--- OBJECTIVE ---
Turn every line of the items below into a JSON list of strings, one string per line, with blank lines left out.

** begin **

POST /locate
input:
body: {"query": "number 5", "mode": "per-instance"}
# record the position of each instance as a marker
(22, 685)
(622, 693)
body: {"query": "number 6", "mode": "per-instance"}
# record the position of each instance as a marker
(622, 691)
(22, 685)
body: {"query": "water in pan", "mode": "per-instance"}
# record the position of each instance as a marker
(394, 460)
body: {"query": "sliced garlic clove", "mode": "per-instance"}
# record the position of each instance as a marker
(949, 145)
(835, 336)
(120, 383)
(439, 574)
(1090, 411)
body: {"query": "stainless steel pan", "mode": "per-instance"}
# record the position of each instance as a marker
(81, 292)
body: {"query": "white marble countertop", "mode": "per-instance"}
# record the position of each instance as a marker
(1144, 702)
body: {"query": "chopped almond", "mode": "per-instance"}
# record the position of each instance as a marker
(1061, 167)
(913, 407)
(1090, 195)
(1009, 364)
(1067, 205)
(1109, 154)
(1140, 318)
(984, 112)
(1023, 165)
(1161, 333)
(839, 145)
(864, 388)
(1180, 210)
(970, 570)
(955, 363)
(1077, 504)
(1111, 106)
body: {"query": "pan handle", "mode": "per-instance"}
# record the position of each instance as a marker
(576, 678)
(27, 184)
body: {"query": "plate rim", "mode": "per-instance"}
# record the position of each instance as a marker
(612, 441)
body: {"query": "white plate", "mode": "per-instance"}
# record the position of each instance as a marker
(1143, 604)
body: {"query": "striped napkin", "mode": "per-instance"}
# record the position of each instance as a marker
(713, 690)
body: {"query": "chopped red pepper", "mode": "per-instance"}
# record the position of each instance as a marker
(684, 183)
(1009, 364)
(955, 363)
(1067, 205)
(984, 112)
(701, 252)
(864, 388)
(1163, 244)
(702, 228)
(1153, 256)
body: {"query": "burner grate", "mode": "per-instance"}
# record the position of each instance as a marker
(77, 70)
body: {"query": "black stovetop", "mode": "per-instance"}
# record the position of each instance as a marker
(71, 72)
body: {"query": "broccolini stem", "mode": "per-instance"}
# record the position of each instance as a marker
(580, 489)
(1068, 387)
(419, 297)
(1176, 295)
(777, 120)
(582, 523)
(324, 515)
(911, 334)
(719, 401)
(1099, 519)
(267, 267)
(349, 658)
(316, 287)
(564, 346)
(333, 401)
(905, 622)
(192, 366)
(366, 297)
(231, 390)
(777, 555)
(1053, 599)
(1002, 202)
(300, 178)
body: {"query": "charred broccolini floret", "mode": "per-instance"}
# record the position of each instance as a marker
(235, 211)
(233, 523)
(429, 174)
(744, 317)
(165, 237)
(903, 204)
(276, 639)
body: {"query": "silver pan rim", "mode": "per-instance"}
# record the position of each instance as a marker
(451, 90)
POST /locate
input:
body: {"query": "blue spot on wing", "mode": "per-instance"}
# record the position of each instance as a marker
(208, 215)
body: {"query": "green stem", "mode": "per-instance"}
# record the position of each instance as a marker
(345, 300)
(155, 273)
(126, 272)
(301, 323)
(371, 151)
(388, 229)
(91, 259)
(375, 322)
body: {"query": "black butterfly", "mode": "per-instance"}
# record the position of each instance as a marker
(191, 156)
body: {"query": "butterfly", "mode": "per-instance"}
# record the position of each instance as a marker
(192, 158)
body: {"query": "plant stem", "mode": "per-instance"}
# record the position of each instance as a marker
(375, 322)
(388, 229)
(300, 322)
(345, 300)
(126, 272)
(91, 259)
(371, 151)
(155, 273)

** end **

--- RESPONSE TO THIS EXERCISE ---
[
  "POST /locate",
  "input:",
  "body: {\"query\": \"number 5\", \"mode\": \"per-instance\"}",
  "# record the position of each instance as a marker",
  "(22, 685)",
  "(622, 693)",
  "body: {\"query\": \"number 6\", \"mode\": \"per-instance\"}",
  "# record the position of each instance as a marker",
  "(622, 691)",
  "(22, 685)",
  "body: {\"query\": \"water in pan\", \"mode\": \"per-instance\"}",
  "# record the position of each instance as a marker",
  "(394, 460)",
  "body: {\"query\": \"sliced garlic clove\", \"mode\": \"per-instance\"}",
  "# record the position of each instance as a marker",
  "(949, 145)",
  "(835, 336)",
  "(120, 383)",
  "(439, 574)",
  "(1090, 411)",
  "body: {\"query\": \"stainless steel pan\", \"mode\": \"per-instance\"}",
  "# record the position of each instance as a marker",
  "(81, 292)",
  "body: {\"query\": \"white marble countertop\", \"mode\": \"per-instance\"}",
  "# record the position of each instance as a marker",
  "(1144, 702)",
  "body: {\"query\": \"chopped almond\", \"mode\": \"per-instance\"}",
  "# record the position of each instance as a marker",
  "(1061, 167)",
  "(913, 407)",
  "(1090, 195)",
  "(1009, 364)",
  "(1067, 205)",
  "(1109, 154)",
  "(1140, 318)",
  "(984, 112)",
  "(1023, 165)",
  "(1161, 333)",
  "(839, 145)",
  "(864, 388)",
  "(1180, 210)",
  "(970, 570)",
  "(955, 363)",
  "(1077, 504)",
  "(1111, 106)",
  "body: {\"query\": \"pan handle\", \"mode\": \"per-instance\"}",
  "# record the position of each instance as a marker",
  "(576, 678)",
  "(27, 184)",
  "body: {\"query\": \"plate rim\", \"mode\": \"per-instance\"}",
  "# record the position of each instance as a marker",
  "(612, 441)",
  "body: {\"query\": \"white plate\", \"mode\": \"per-instance\"}",
  "# record the position of each instance as a marker",
  "(1143, 604)",
  "body: {\"query\": \"striped napkin\", \"mode\": \"per-instance\"}",
  "# record the position of each instance as a marker",
  "(713, 690)",
  "body: {\"query\": \"chopped red pepper\", \"mode\": \"per-instance\"}",
  "# record the position of each instance as a marker",
  "(684, 183)",
  "(1009, 364)",
  "(955, 363)",
  "(1067, 205)",
  "(984, 112)",
  "(701, 252)",
  "(864, 388)",
  "(1163, 244)",
  "(702, 228)",
  "(1153, 256)",
  "body: {\"query\": \"burner grate\", \"mode\": \"per-instance\"}",
  "# record the position of each instance as a marker",
  "(77, 70)",
  "body: {\"query\": \"black stovetop\", \"mode\": \"per-instance\"}",
  "# record the position of each instance as a marker",
  "(71, 72)",
  "body: {\"query\": \"broccolini stem\", \"mode\": \"per-instance\"}",
  "# record the position of each instance as a marker",
  "(580, 489)",
  "(1068, 387)",
  "(419, 297)",
  "(1176, 295)",
  "(777, 120)",
  "(582, 523)",
  "(324, 515)",
  "(911, 334)",
  "(719, 401)",
  "(1099, 519)",
  "(267, 267)",
  "(349, 658)",
  "(316, 287)",
  "(564, 346)",
  "(333, 401)",
  "(905, 622)",
  "(192, 366)",
  "(366, 297)",
  "(231, 390)",
  "(777, 555)",
  "(1053, 599)",
  "(1002, 202)",
  "(300, 178)",
  "body: {\"query\": \"charred broccolini floret\", \"mode\": \"per-instance\"}",
  "# record the position of each instance as a marker",
  "(235, 211)",
  "(233, 523)",
  "(429, 174)",
  "(744, 317)",
  "(165, 237)",
  "(903, 204)",
  "(276, 639)",
  "body: {\"query\": \"silver pan rim\", \"mode\": \"per-instance\"}",
  "# record the position of each instance as a marker",
  "(451, 90)",
  "POST /locate",
  "input:",
  "body: {\"query\": \"blue spot on wing\", \"mode\": \"per-instance\"}",
  "# record the position of each instance as a marker",
  "(208, 215)",
  "body: {\"query\": \"green stem\", \"mode\": \"per-instance\"}",
  "# record the position of each instance as a marker",
  "(345, 300)",
  "(155, 273)",
  "(126, 272)",
  "(301, 323)",
  "(371, 151)",
  "(388, 229)",
  "(91, 259)",
  "(375, 322)",
  "body: {\"query\": \"black butterfly\", \"mode\": \"per-instance\"}",
  "# record the position of each instance as a marker",
  "(191, 156)",
  "body: {\"query\": \"butterfly\", \"mode\": \"per-instance\"}",
  "# record the position of each instance as a marker",
  "(192, 158)",
  "body: {\"query\": \"plant stem\", \"mode\": \"per-instance\"}",
  "# record the position of each instance as a marker",
  "(375, 322)",
  "(388, 229)",
  "(300, 322)",
  "(345, 300)",
  "(126, 272)",
  "(91, 259)",
  "(371, 151)",
  "(155, 273)"
]